#### Supplied entries:
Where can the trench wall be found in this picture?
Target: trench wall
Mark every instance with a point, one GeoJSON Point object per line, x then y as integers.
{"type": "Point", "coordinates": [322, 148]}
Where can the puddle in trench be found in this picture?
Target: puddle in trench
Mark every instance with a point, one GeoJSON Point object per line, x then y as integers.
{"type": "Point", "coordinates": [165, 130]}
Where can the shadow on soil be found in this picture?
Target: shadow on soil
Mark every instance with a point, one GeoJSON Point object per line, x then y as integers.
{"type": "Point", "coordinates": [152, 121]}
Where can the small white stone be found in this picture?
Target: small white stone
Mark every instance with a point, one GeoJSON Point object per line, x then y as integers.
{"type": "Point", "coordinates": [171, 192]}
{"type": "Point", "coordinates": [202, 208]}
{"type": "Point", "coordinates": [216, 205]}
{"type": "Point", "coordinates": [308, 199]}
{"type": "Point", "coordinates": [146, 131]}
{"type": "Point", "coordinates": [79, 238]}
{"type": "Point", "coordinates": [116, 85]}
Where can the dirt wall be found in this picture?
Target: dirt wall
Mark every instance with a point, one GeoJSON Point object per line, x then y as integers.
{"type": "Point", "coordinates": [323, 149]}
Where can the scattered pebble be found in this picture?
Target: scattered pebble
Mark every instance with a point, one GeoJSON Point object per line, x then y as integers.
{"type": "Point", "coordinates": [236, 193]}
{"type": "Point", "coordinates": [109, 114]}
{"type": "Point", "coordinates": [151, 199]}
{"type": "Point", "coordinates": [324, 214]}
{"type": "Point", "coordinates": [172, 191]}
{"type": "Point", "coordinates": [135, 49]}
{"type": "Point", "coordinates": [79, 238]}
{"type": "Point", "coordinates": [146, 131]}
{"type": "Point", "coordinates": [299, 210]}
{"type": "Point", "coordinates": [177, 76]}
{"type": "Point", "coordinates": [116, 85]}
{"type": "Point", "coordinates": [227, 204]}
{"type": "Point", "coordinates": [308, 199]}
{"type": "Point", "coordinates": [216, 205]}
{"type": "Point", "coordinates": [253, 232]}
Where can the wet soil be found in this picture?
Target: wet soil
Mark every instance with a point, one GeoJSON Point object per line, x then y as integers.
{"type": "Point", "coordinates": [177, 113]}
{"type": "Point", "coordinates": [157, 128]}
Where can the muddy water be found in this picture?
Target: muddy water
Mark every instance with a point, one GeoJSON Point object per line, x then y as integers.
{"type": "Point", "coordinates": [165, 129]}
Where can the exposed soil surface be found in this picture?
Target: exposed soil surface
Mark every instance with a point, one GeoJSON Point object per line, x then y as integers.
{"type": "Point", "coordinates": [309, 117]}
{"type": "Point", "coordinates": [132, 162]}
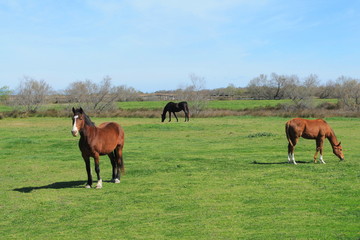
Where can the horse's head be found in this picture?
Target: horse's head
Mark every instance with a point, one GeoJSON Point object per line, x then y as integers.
{"type": "Point", "coordinates": [337, 150]}
{"type": "Point", "coordinates": [78, 121]}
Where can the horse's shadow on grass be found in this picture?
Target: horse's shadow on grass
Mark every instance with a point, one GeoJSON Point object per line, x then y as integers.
{"type": "Point", "coordinates": [56, 185]}
{"type": "Point", "coordinates": [270, 163]}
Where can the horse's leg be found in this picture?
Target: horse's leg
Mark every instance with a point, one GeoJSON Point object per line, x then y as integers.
{"type": "Point", "coordinates": [119, 163]}
{"type": "Point", "coordinates": [113, 164]}
{"type": "Point", "coordinates": [175, 116]}
{"type": "Point", "coordinates": [319, 148]}
{"type": "Point", "coordinates": [88, 170]}
{"type": "Point", "coordinates": [186, 115]}
{"type": "Point", "coordinates": [97, 170]}
{"type": "Point", "coordinates": [291, 148]}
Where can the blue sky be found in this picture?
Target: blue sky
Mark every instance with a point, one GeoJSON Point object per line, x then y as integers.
{"type": "Point", "coordinates": [156, 44]}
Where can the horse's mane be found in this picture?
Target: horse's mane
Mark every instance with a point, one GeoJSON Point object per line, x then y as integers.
{"type": "Point", "coordinates": [88, 120]}
{"type": "Point", "coordinates": [86, 117]}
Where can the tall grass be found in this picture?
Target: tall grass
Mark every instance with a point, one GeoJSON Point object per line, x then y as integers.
{"type": "Point", "coordinates": [213, 178]}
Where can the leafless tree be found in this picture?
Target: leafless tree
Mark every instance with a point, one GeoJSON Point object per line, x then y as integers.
{"type": "Point", "coordinates": [31, 94]}
{"type": "Point", "coordinates": [329, 90]}
{"type": "Point", "coordinates": [349, 92]}
{"type": "Point", "coordinates": [92, 96]}
{"type": "Point", "coordinates": [195, 94]}
{"type": "Point", "coordinates": [4, 94]}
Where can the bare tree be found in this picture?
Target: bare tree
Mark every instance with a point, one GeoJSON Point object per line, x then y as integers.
{"type": "Point", "coordinates": [349, 92]}
{"type": "Point", "coordinates": [4, 94]}
{"type": "Point", "coordinates": [31, 94]}
{"type": "Point", "coordinates": [195, 93]}
{"type": "Point", "coordinates": [329, 90]}
{"type": "Point", "coordinates": [259, 88]}
{"type": "Point", "coordinates": [94, 97]}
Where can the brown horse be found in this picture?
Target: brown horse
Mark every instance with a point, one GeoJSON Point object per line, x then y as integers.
{"type": "Point", "coordinates": [172, 107]}
{"type": "Point", "coordinates": [106, 139]}
{"type": "Point", "coordinates": [311, 129]}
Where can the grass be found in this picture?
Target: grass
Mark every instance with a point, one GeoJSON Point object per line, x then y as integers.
{"type": "Point", "coordinates": [213, 178]}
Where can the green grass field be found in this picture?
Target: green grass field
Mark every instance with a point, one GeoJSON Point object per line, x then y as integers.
{"type": "Point", "coordinates": [213, 178]}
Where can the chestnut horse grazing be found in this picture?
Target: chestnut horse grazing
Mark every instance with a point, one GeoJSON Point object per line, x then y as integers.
{"type": "Point", "coordinates": [106, 139]}
{"type": "Point", "coordinates": [311, 129]}
{"type": "Point", "coordinates": [172, 107]}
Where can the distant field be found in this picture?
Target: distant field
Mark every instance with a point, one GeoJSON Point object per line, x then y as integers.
{"type": "Point", "coordinates": [211, 178]}
{"type": "Point", "coordinates": [215, 104]}
{"type": "Point", "coordinates": [219, 104]}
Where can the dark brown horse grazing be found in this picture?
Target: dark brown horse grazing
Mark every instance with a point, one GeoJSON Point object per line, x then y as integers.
{"type": "Point", "coordinates": [106, 139]}
{"type": "Point", "coordinates": [172, 107]}
{"type": "Point", "coordinates": [311, 129]}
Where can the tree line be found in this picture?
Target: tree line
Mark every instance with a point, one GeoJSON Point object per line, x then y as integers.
{"type": "Point", "coordinates": [102, 96]}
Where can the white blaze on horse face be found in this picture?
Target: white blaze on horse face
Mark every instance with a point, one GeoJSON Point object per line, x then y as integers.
{"type": "Point", "coordinates": [75, 130]}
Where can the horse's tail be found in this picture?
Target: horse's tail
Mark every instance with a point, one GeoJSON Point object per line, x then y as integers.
{"type": "Point", "coordinates": [187, 109]}
{"type": "Point", "coordinates": [287, 127]}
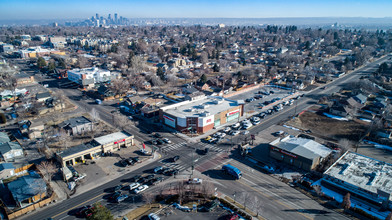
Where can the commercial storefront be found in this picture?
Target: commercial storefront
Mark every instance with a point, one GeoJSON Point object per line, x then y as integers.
{"type": "Point", "coordinates": [200, 115]}
{"type": "Point", "coordinates": [95, 148]}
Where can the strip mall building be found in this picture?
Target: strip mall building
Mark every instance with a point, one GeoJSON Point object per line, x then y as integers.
{"type": "Point", "coordinates": [201, 115]}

#### Aim of the exercise:
Restate the material word for word; no picture should appear in the copy.

#### Result of this exercise:
Where can the trench wall be found in this picture?
Target: trench wall
Mark every instance with a point, one GeoJSON Point object per line, x then y as integers.
{"type": "Point", "coordinates": [322, 148]}
Where can the puddle in trench be found in this picture?
Target: puddle in trench
Mark every instance with a point, one GeoJSON Point object per line, x then y as integers.
{"type": "Point", "coordinates": [165, 130]}
Where can the shadow on soil be found in this picture?
Target: shadow on soil
Mark every instance with a point, one GeoJSON Point object per line, x then y as integers.
{"type": "Point", "coordinates": [152, 121]}
Where can the small white stone be found in this picture?
Target: small white stone
Mark every instance with a point, one GeoJSON Point object per line, x then y as integers.
{"type": "Point", "coordinates": [171, 192]}
{"type": "Point", "coordinates": [202, 208]}
{"type": "Point", "coordinates": [216, 205]}
{"type": "Point", "coordinates": [308, 199]}
{"type": "Point", "coordinates": [146, 131]}
{"type": "Point", "coordinates": [79, 238]}
{"type": "Point", "coordinates": [116, 85]}
Where can the dirt wall be found in this picture?
Target: dirt wall
Mark every instance with a point, one GeoJSON Point object per line, x then y as integers.
{"type": "Point", "coordinates": [323, 149]}
Where can the scattered pebble be found in this picture?
Target: scattered pebble
Mark every instance with a point, one GeoJSON Point object per line, x then y as integers.
{"type": "Point", "coordinates": [236, 193]}
{"type": "Point", "coordinates": [109, 114]}
{"type": "Point", "coordinates": [151, 199]}
{"type": "Point", "coordinates": [324, 214]}
{"type": "Point", "coordinates": [172, 191]}
{"type": "Point", "coordinates": [135, 49]}
{"type": "Point", "coordinates": [79, 238]}
{"type": "Point", "coordinates": [146, 131]}
{"type": "Point", "coordinates": [299, 210]}
{"type": "Point", "coordinates": [177, 76]}
{"type": "Point", "coordinates": [116, 85]}
{"type": "Point", "coordinates": [227, 204]}
{"type": "Point", "coordinates": [308, 199]}
{"type": "Point", "coordinates": [216, 205]}
{"type": "Point", "coordinates": [253, 232]}
Where can the wet soil be found in this picture?
Target: wet soil
Mark every instance with a point, one GeoJSON Point object per line, x then y as integers.
{"type": "Point", "coordinates": [177, 113]}
{"type": "Point", "coordinates": [157, 128]}
Where can the muddy water be found in this picture?
Target: muddy water
Mark every instance with a point, one GeoJSON Point object per line, x then y as integers.
{"type": "Point", "coordinates": [165, 129]}
Where can the exposed soil surface be found in this picture?
Target: exposed soil surface
Mark every instance with a point, one GeoJSON Point object per line, x then y as integers.
{"type": "Point", "coordinates": [309, 117]}
{"type": "Point", "coordinates": [132, 162]}
Where can the horse's head be found in this picture?
Target: horse's head
Mark every instance with a point, one GeoJSON Point object per line, x then y as integers.
{"type": "Point", "coordinates": [337, 150]}
{"type": "Point", "coordinates": [78, 121]}
Where can the horse's shadow on grass be found in this picture?
Target: horse's shadow on grass
Mark every instance with a point, one GeoJSON Point object per line, x then y as integers.
{"type": "Point", "coordinates": [56, 185]}
{"type": "Point", "coordinates": [270, 163]}
Where can the horse's leg be found in this picture?
Target: horse's leg
Mark every instance with a point, one GeoJSON Point object per line, x then y as integers.
{"type": "Point", "coordinates": [119, 163]}
{"type": "Point", "coordinates": [113, 164]}
{"type": "Point", "coordinates": [175, 116]}
{"type": "Point", "coordinates": [319, 148]}
{"type": "Point", "coordinates": [88, 170]}
{"type": "Point", "coordinates": [186, 115]}
{"type": "Point", "coordinates": [97, 170]}
{"type": "Point", "coordinates": [291, 148]}
Where can the blue sky be found in this picture?
Target: blue sky
Mark every instance with a point, one GeoJSON Point object per line, x then y as integers.
{"type": "Point", "coordinates": [156, 44]}
Where can the horse's mane be found in this picture?
Target: horse's mane
Mark every instance with a point, one GeoJSON Point object per line, x then y as integers.
{"type": "Point", "coordinates": [88, 120]}
{"type": "Point", "coordinates": [86, 117]}
Where can the tall grass be found in this picture?
Target: tall grass
Mark every instance with a point, one GeoJSON Point object per line, x then y as integers.
{"type": "Point", "coordinates": [213, 178]}
Where can the leafless tree be found in this picture?
Target: leafless tree
Mark every instance with a point, one GeoJSON Point object per line, x then y as integers.
{"type": "Point", "coordinates": [31, 94]}
{"type": "Point", "coordinates": [329, 90]}
{"type": "Point", "coordinates": [349, 92]}
{"type": "Point", "coordinates": [92, 96]}
{"type": "Point", "coordinates": [195, 94]}
{"type": "Point", "coordinates": [4, 94]}
Where can the bare tree be found in this picture?
Target: bare tree
Mark every instance with a point, one GeoJSON Point object per line, x then y as integers.
{"type": "Point", "coordinates": [349, 92]}
{"type": "Point", "coordinates": [4, 94]}
{"type": "Point", "coordinates": [31, 94]}
{"type": "Point", "coordinates": [195, 93]}
{"type": "Point", "coordinates": [329, 90]}
{"type": "Point", "coordinates": [259, 88]}
{"type": "Point", "coordinates": [94, 97]}
Where can the brown horse be found in this picture?
Target: brown horse
Mark every instance with a point, one GeoJSON Point object per line, x then y as integers.
{"type": "Point", "coordinates": [172, 107]}
{"type": "Point", "coordinates": [106, 139]}
{"type": "Point", "coordinates": [311, 129]}
Where can the grass be found in this picture?
Target: grass
Mark every instance with a point, one GeoJSON Point object per line, x then y as integers.
{"type": "Point", "coordinates": [213, 178]}
Where can the green grass field be found in this picture?
Target: green grass field
Mark every instance with a point, one GeoJSON Point object per line, x then y as integers.
{"type": "Point", "coordinates": [213, 178]}
Where can the chestnut horse grazing be found in this picture?
Target: chestnut horse grazing
Mark every instance with a point, one GeoJSON Point object per line, x then y as integers.
{"type": "Point", "coordinates": [106, 139]}
{"type": "Point", "coordinates": [311, 129]}
{"type": "Point", "coordinates": [172, 107]}
Where can the distant field be found in this picture?
Target: distant field
Mark every instance with a point, one GeoJSON Point object per line, x then y as integers.
{"type": "Point", "coordinates": [211, 178]}
{"type": "Point", "coordinates": [215, 104]}
{"type": "Point", "coordinates": [219, 104]}
Where can the dark brown horse grazing be found in this picture?
Target: dark brown horse grazing
Mark every instance with a point, one GeoJSON Point object per line, x then y as integers.
{"type": "Point", "coordinates": [106, 139]}
{"type": "Point", "coordinates": [172, 107]}
{"type": "Point", "coordinates": [311, 129]}
Where can the tree line be found in this picture?
Target: tree line
Mark every instance with a point, one GeoJSON Point object per line, x then y as integers.
{"type": "Point", "coordinates": [102, 96]}
Where can the white blaze on horse face be found in this picture?
Target: white blaze on horse face
Mark every instance with a point, one GeoJSON Point object per line, x then y as integers.
{"type": "Point", "coordinates": [75, 130]}
Where can the horse's tail be found in this picture?
Target: horse's tail
Mark every instance with a point, one GeoJSON Point object per line, x then y as integers.
{"type": "Point", "coordinates": [187, 109]}
{"type": "Point", "coordinates": [287, 127]}
Where can the commercial storefront be found in this picture?
Target: commercial storefront
Mark every instance with a point, one GeoJSON Point object per line, x then y as integers.
{"type": "Point", "coordinates": [200, 115]}
{"type": "Point", "coordinates": [95, 148]}
Where can the strip mall building be found in this picture?
Target: strip mall building
Mark every instance with a point, one GeoJSON Point object per line, x then y as integers.
{"type": "Point", "coordinates": [201, 115]}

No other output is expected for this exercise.